» RECORDED DATA
================

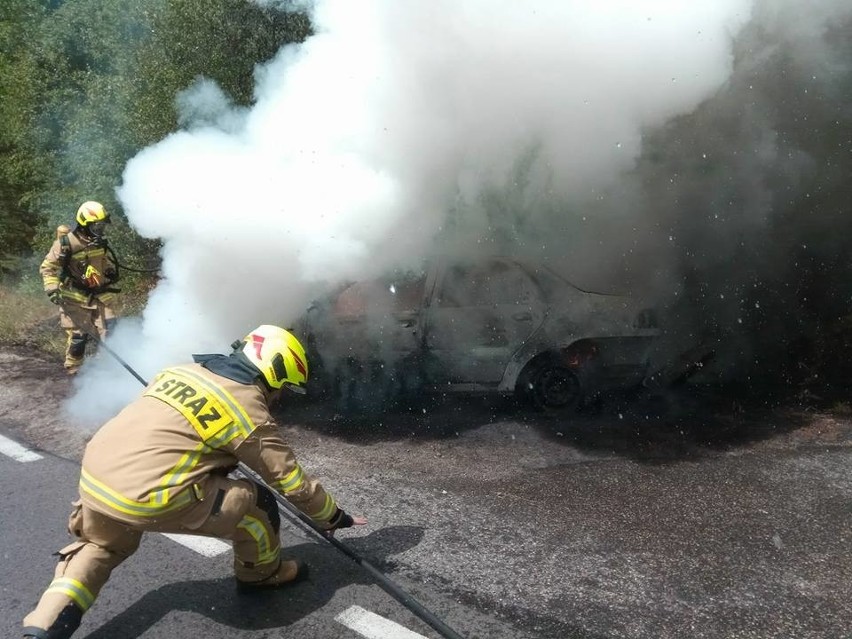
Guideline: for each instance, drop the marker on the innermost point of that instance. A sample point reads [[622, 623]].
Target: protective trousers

================

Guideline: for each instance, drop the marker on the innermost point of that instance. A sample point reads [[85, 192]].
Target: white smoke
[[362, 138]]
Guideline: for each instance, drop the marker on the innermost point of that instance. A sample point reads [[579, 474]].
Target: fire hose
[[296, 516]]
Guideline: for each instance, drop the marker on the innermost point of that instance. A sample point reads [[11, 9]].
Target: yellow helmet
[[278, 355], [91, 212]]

================

» REQUIREMENT
Put the data from the line containing "reads [[579, 474]]." down through the line containing "[[278, 355], [91, 212]]" into a CSV with the columns input and output. Give one row per input text and its answer, with each field quoted and line breaks replaced by spaces.

» IN RESPONSE
input,output
"Guideline: for each instance, drop the marker on the innermost point of that instance. A sample point reads [[579, 474]]. Target: fire hose","[[296, 516]]"
"Guideline: for each instance, drop the marker on the innermost point of that instance. A sample point reads [[11, 9]]. Target: yellow helmet","[[278, 355], [91, 212]]"